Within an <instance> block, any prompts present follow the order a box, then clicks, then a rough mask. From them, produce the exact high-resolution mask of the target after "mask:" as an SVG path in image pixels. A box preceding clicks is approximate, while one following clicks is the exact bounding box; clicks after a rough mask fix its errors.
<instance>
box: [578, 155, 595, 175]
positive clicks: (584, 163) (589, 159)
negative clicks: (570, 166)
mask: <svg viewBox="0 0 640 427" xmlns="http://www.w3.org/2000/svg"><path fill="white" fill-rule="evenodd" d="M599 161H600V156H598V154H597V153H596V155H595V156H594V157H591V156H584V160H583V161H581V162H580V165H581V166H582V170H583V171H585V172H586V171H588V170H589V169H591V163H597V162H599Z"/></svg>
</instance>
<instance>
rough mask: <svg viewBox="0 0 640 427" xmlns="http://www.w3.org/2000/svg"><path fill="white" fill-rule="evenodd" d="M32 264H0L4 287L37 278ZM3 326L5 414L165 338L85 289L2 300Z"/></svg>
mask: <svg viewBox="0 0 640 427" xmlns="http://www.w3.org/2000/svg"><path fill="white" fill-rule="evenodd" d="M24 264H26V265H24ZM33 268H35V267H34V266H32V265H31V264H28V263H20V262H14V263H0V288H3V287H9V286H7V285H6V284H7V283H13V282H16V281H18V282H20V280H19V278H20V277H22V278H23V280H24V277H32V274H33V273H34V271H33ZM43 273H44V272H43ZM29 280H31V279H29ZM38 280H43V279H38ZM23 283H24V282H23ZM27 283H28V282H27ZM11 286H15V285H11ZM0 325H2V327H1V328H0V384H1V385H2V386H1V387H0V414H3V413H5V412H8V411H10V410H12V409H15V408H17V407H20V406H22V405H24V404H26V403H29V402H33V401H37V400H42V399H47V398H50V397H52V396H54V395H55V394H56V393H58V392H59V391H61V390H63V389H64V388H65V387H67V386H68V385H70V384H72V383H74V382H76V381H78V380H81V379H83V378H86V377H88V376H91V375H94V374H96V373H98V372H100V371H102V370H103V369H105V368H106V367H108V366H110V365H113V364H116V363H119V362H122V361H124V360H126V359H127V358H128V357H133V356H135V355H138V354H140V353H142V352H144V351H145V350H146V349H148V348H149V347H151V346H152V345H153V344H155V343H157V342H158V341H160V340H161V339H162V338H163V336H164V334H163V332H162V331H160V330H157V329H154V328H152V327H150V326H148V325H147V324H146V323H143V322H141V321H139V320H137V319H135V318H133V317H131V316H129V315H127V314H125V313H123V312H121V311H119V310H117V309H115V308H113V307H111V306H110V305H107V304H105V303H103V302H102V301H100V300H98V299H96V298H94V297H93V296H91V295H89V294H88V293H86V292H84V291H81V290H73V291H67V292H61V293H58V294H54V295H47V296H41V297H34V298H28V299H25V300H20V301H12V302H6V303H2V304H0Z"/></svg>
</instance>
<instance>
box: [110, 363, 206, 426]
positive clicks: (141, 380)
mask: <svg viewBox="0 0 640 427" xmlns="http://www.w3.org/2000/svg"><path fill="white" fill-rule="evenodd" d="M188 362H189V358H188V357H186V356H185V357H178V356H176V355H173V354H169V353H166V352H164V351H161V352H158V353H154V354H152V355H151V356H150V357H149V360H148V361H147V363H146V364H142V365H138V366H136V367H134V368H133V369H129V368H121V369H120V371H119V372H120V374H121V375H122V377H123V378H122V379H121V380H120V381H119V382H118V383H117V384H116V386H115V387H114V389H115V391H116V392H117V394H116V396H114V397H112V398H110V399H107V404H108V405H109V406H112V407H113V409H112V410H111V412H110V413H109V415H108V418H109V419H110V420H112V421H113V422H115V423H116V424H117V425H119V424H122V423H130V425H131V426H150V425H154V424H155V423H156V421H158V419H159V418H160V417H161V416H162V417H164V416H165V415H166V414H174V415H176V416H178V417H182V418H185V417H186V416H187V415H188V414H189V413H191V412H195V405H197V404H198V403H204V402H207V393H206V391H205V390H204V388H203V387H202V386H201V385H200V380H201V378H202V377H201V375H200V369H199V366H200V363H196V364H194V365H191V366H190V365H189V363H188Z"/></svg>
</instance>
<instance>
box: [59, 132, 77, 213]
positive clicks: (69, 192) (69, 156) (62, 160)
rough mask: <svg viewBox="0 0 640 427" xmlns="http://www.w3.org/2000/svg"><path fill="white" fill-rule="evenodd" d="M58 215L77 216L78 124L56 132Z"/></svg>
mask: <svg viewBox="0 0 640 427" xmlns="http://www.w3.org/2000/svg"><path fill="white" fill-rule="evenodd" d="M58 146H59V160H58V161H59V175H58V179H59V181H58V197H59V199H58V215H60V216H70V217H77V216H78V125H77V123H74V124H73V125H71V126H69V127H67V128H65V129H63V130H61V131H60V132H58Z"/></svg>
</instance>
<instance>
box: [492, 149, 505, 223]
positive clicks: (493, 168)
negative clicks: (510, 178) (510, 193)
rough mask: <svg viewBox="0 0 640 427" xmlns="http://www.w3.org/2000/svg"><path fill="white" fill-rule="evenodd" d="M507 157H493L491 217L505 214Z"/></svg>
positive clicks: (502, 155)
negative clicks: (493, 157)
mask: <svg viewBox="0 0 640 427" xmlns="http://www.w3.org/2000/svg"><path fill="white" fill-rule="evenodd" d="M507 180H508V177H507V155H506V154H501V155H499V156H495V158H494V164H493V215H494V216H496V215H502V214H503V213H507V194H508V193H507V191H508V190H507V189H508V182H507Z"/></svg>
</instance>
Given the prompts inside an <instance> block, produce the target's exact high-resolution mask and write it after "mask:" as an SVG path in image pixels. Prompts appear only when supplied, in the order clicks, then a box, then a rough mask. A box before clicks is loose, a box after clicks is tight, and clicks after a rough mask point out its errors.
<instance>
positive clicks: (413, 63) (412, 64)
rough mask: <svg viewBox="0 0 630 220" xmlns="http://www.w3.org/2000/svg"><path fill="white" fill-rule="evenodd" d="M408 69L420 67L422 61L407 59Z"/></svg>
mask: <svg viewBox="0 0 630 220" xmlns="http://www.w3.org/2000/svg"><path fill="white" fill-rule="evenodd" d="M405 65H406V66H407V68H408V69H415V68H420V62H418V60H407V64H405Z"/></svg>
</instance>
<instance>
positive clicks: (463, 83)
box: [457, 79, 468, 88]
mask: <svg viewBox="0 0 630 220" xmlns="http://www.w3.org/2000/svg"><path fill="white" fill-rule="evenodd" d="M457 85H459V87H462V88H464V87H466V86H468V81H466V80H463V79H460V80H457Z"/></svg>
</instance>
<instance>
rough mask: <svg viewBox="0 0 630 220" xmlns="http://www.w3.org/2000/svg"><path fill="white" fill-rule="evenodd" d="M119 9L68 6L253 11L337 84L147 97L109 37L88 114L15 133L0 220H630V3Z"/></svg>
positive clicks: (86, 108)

_TASK REQUIREMENTS_: Your task is to return all of the material exactly.

_RESULT_:
Within an <instance> block, any prompts present follow the order a box, then clicks, then a rough mask. From them, produce the exact high-resolution mask of the target after "mask:" as an SVG path in image pixels. A box preceding clicks is approximate, while one following clicks is the exact bounding box; clicks after a rough mask fix its errors.
<instance>
box: [578, 155, 595, 175]
positive clicks: (584, 163) (589, 159)
negative clicks: (570, 166)
mask: <svg viewBox="0 0 640 427" xmlns="http://www.w3.org/2000/svg"><path fill="white" fill-rule="evenodd" d="M599 161H600V156H598V154H597V153H596V155H595V156H594V157H591V156H584V160H583V161H581V162H580V165H581V166H582V170H583V171H585V172H586V171H588V170H589V169H591V163H597V162H599Z"/></svg>
</instance>
<instance>
rough mask: <svg viewBox="0 0 640 427" xmlns="http://www.w3.org/2000/svg"><path fill="white" fill-rule="evenodd" d="M32 264H0L4 287L37 278ZM3 326L5 414L165 338L85 289L2 300Z"/></svg>
mask: <svg viewBox="0 0 640 427" xmlns="http://www.w3.org/2000/svg"><path fill="white" fill-rule="evenodd" d="M24 264H26V265H24ZM33 268H35V267H34V266H32V265H31V264H28V263H20V262H14V263H0V288H3V287H9V286H7V285H6V284H7V283H13V282H16V281H18V282H20V280H19V278H20V277H22V278H23V280H24V277H32V274H33V273H34V271H33ZM43 273H44V272H43ZM29 280H31V279H29ZM38 280H43V279H38ZM23 283H24V282H23ZM27 283H28V282H27ZM11 286H15V285H11ZM0 325H2V327H1V328H0V384H1V385H2V386H1V387H0V414H3V413H5V412H8V411H10V410H12V409H15V408H17V407H20V406H22V405H24V404H26V403H29V402H33V401H37V400H42V399H47V398H50V397H52V396H54V395H55V394H56V393H58V392H59V391H61V390H63V389H64V388H65V387H67V386H68V385H70V384H72V383H74V382H76V381H78V380H81V379H83V378H86V377H88V376H91V375H94V374H96V373H98V372H100V371H102V370H103V369H105V368H106V367H108V366H110V365H113V364H116V363H119V362H122V361H124V360H126V359H127V358H128V357H133V356H135V355H138V354H140V353H142V352H144V351H145V350H146V349H148V348H149V347H151V346H152V345H153V344H155V343H157V342H158V341H160V340H161V339H162V338H163V336H164V334H163V332H162V331H160V330H157V329H154V328H152V327H150V326H148V325H147V324H146V323H143V322H141V321H139V320H137V319H135V318H133V317H131V316H129V315H127V314H125V313H123V312H121V311H119V310H117V309H115V308H113V307H111V306H110V305H107V304H105V303H103V302H102V301H100V300H98V299H96V298H94V297H93V296H91V295H89V294H88V293H86V292H84V291H81V290H73V291H67V292H61V293H58V294H54V295H47V296H41V297H34V298H28V299H25V300H20V301H12V302H6V303H2V304H0Z"/></svg>
</instance>
<instance>
box: [110, 363, 206, 426]
positive clicks: (141, 380)
mask: <svg viewBox="0 0 640 427" xmlns="http://www.w3.org/2000/svg"><path fill="white" fill-rule="evenodd" d="M188 362H189V358H188V357H186V356H185V357H178V356H176V355H173V354H169V353H166V352H164V351H161V352H158V353H154V354H152V355H151V356H150V357H149V360H148V361H147V363H146V364H142V365H138V366H136V367H134V368H133V369H129V368H121V369H120V371H119V372H120V374H121V375H122V377H123V378H122V379H121V380H120V381H119V382H118V383H117V384H116V386H115V387H114V389H115V391H116V392H117V394H116V396H114V397H112V398H110V399H107V404H108V405H109V406H112V407H113V409H112V410H111V412H110V413H109V415H108V418H109V419H110V420H112V421H113V422H115V423H116V424H117V425H119V424H122V423H130V425H131V426H150V425H154V424H155V423H156V421H158V419H159V418H160V417H161V416H162V417H164V416H165V415H166V414H174V415H176V416H178V417H182V418H185V417H186V416H187V415H188V414H189V413H191V412H195V405H197V404H198V403H204V402H207V393H206V391H205V390H204V388H203V387H202V386H201V385H200V380H201V378H202V377H201V375H200V369H199V366H200V363H196V364H194V365H191V366H190V365H189V363H188Z"/></svg>
</instance>
<instance>
box: [59, 132, 77, 213]
positive clicks: (69, 192) (69, 156) (62, 160)
rough mask: <svg viewBox="0 0 640 427" xmlns="http://www.w3.org/2000/svg"><path fill="white" fill-rule="evenodd" d="M58 215L77 216L78 124L56 132Z"/></svg>
mask: <svg viewBox="0 0 640 427" xmlns="http://www.w3.org/2000/svg"><path fill="white" fill-rule="evenodd" d="M58 146H59V160H58V161H59V175H58V179H59V181H58V197H59V199H58V215H60V216H70V217H77V216H78V125H77V123H74V124H73V125H71V126H69V127H67V128H65V129H63V130H61V131H60V132H58Z"/></svg>
</instance>
<instance>
box: [492, 149, 505, 223]
positive clicks: (493, 168)
negative clicks: (510, 178) (510, 193)
rough mask: <svg viewBox="0 0 640 427" xmlns="http://www.w3.org/2000/svg"><path fill="white" fill-rule="evenodd" d="M507 157H493L491 217L505 214Z"/></svg>
positive clicks: (502, 155)
negative clicks: (493, 157)
mask: <svg viewBox="0 0 640 427" xmlns="http://www.w3.org/2000/svg"><path fill="white" fill-rule="evenodd" d="M507 180H508V177H507V155H506V154H501V155H499V156H495V158H494V164H493V215H494V216H496V215H502V214H503V213H507V194H508V193H507V191H508V190H507V189H508V182H507Z"/></svg>
</instance>
Given the prompts inside an <instance> block, produce the target's exact high-resolution mask and write it after "mask:" as an SVG path in image pixels. Prompts appear only when supplied, in the order clicks, then a box, then a rough mask. A box before clicks is loose, a box after clicks is tight, and clicks after a rough mask point out its errors.
<instance>
positive clicks: (413, 63) (412, 64)
rough mask: <svg viewBox="0 0 630 220" xmlns="http://www.w3.org/2000/svg"><path fill="white" fill-rule="evenodd" d="M408 69L420 67L422 61L407 59Z"/></svg>
mask: <svg viewBox="0 0 630 220" xmlns="http://www.w3.org/2000/svg"><path fill="white" fill-rule="evenodd" d="M405 65H406V66H407V68H408V69H415V68H420V62H418V60H407V64H405Z"/></svg>
</instance>
<instance>
positive clicks: (463, 83)
box: [457, 79, 468, 88]
mask: <svg viewBox="0 0 630 220" xmlns="http://www.w3.org/2000/svg"><path fill="white" fill-rule="evenodd" d="M457 85H459V87H462V88H464V87H466V86H468V81H466V80H463V79H460V80H457Z"/></svg>
</instance>
<instance>
rough mask: <svg viewBox="0 0 630 220" xmlns="http://www.w3.org/2000/svg"><path fill="white" fill-rule="evenodd" d="M119 9L68 6L253 11L337 84L147 97L109 37L88 114L15 133L0 220H630V3Z"/></svg>
positive clicks: (86, 108)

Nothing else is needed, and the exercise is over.